* **TEXT**:
***

RFC 1984: Or why you should start worrying about encryption backdoors and mass data collection Esther Payne



In 1996 Brian E. Carpenter of IAB and Fred Baker of IETF wrote a co-statement on cryptographic technology and the internet. This RFC wasn't a request for a technical standard, it was a statement on their concerns about Governments trying to restrict or interfere with cryptography. They felt that there was a need to offer "All Internet Users an adequate degree of privacy"



Since that time successive governments around the world have sought to build back doors into encrypted apps and services to access more citizen and visitor data. As of July 2019, the AG of the United States William Barr stated: “Some argue that, to achieve at best a slight incremental improvement in security, it is worth imposing a massive cost on society in the form of degraded safety,” i.e For security Americans should accept weakened encryption. The head of the FBI also claimed that weakened encryption wouldn't break it.

***

* **RECORD EXTRACTS**:
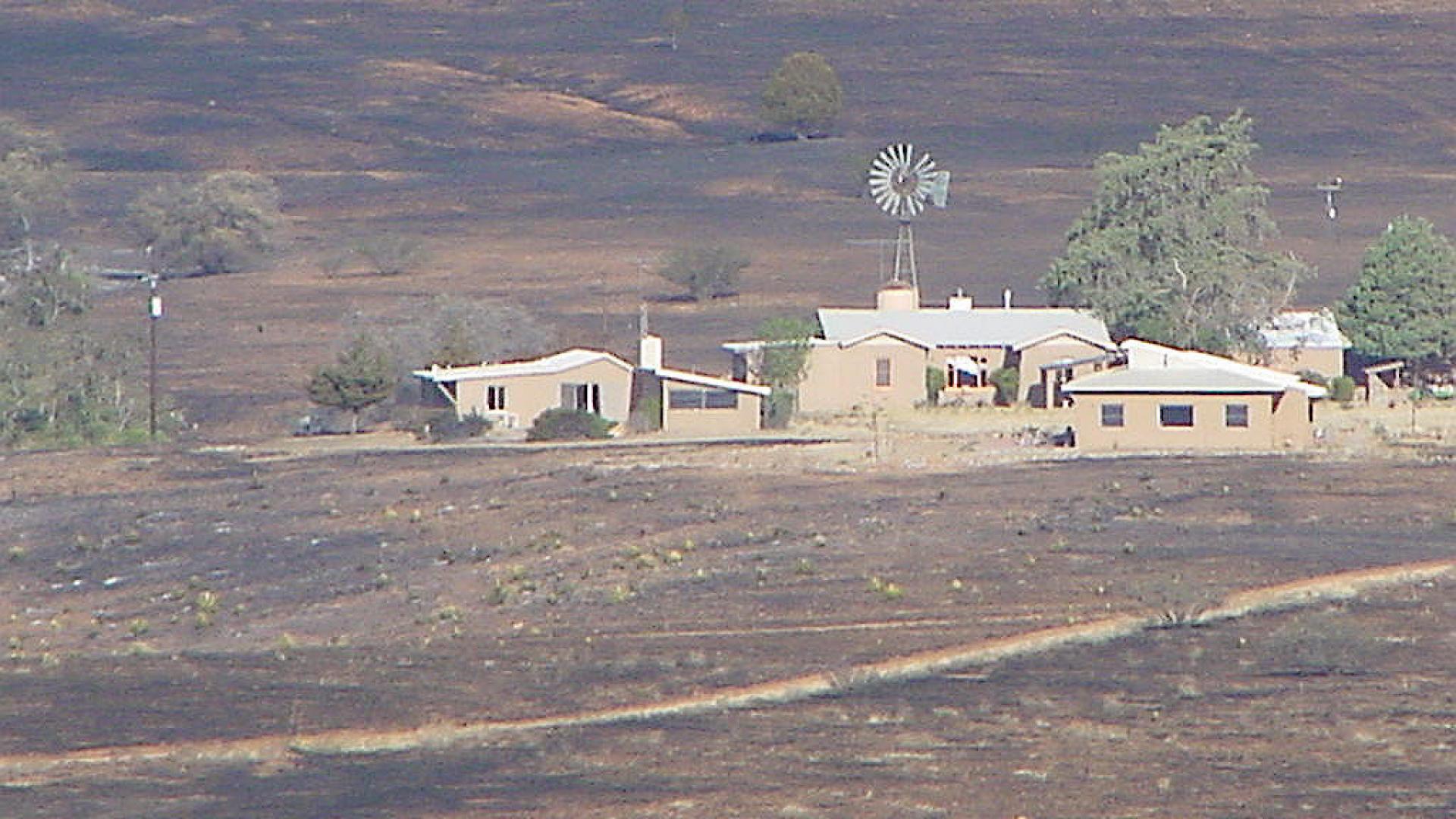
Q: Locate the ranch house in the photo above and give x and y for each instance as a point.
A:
(878, 357)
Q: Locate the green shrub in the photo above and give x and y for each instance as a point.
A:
(778, 410)
(570, 425)
(1008, 385)
(934, 384)
(447, 426)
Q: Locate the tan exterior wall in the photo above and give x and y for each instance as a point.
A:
(843, 378)
(1293, 420)
(528, 397)
(1329, 362)
(1288, 428)
(1052, 350)
(689, 423)
(995, 356)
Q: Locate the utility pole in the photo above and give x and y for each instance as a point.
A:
(153, 315)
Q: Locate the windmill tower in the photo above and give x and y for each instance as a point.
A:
(902, 183)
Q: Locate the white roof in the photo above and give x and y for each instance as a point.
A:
(712, 382)
(1155, 368)
(551, 365)
(977, 327)
(1304, 330)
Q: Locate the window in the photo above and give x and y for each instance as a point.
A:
(702, 400)
(720, 400)
(1235, 414)
(1111, 414)
(1175, 414)
(584, 397)
(495, 397)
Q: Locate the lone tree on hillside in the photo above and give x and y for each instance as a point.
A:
(1402, 305)
(707, 271)
(33, 181)
(216, 224)
(362, 378)
(804, 93)
(1171, 249)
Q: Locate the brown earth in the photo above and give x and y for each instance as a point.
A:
(234, 586)
(551, 152)
(383, 591)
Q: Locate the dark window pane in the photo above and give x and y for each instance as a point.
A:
(1175, 414)
(1237, 414)
(1111, 414)
(685, 400)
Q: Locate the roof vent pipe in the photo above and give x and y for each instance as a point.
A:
(650, 353)
(962, 302)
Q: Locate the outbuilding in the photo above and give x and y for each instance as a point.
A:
(513, 394)
(1163, 398)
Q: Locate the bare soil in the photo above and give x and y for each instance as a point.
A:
(234, 586)
(551, 153)
(386, 589)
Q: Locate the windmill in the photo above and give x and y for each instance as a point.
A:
(900, 183)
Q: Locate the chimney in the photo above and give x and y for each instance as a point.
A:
(650, 353)
(897, 297)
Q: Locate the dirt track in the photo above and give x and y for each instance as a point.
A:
(463, 732)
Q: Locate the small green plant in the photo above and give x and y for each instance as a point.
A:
(1008, 385)
(887, 589)
(570, 425)
(934, 384)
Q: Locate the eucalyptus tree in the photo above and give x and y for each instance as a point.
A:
(1172, 246)
(1402, 305)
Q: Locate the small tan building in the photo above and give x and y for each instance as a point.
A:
(1299, 341)
(696, 406)
(1184, 401)
(513, 394)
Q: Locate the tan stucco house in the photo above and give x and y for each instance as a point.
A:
(688, 404)
(878, 357)
(1163, 398)
(513, 394)
(679, 403)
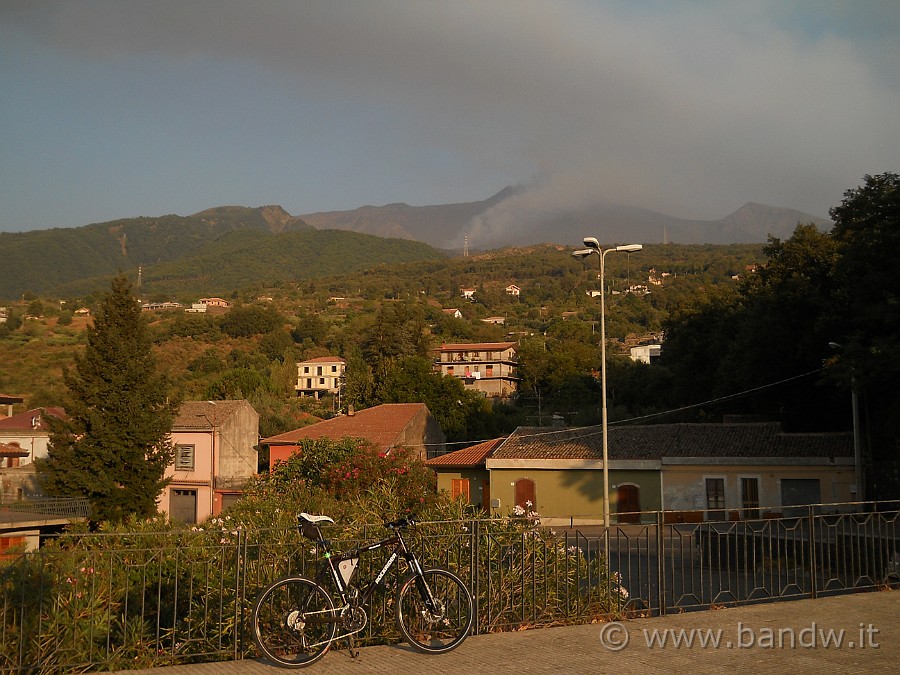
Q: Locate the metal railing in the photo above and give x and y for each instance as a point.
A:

***

* **GIVEN PROBLEM A**:
Answer these questions using the article on RFC 1984 and encryption, one answer per line, marked to match:
(i) In what year did Carpenter and Baker write their co-statement?
(ii) Which Attorney General of the United States is quoted?
(iii) What did the head of the FBI claim about weakened encryption?
* **GIVEN PROBLEM B**:
For each statement, say whether it agrees with the article on RFC 1984 and encryption. Answer yes or no and quote the deciding words.
(i) The RFC was a request for a technical standard.
(ii) Fred Baker was of the IETF.
(iii) Brian E. Carpenter was of the FBI.
* **GIVEN PROBLEM C**: Pull out the passage of the article on RFC 1984 and encryption from "Since that time" to "wouldn't break it.", copying it word for word.

* **CORRECT ANSWER A**:
(i) 1996
(ii) William Barr
(iii) That weakened encryption wouldn't break it.

* **CORRECT ANSWER B**:
(i) No: "This RFC wasn't a request for a technical standard"
(ii) Yes: "Fred Baker of IETF"
(iii) No: "Brian E. Carpenter of IAB"

* **CORRECT ANSWER C**:
Since that time successive governments around the world have sought to build back doors into encrypted apps and services to access more citizen and visitor data. As of July 2019, the AG of the United States William Barr stated: “Some argue that, to achieve at best a slight incremental improvement in security, it is worth imposing a massive cost on society in the form of degraded safety,” i.e For security Americans should accept weakened encryption. The head of the FBI also claimed that weakened encryption wouldn't break it.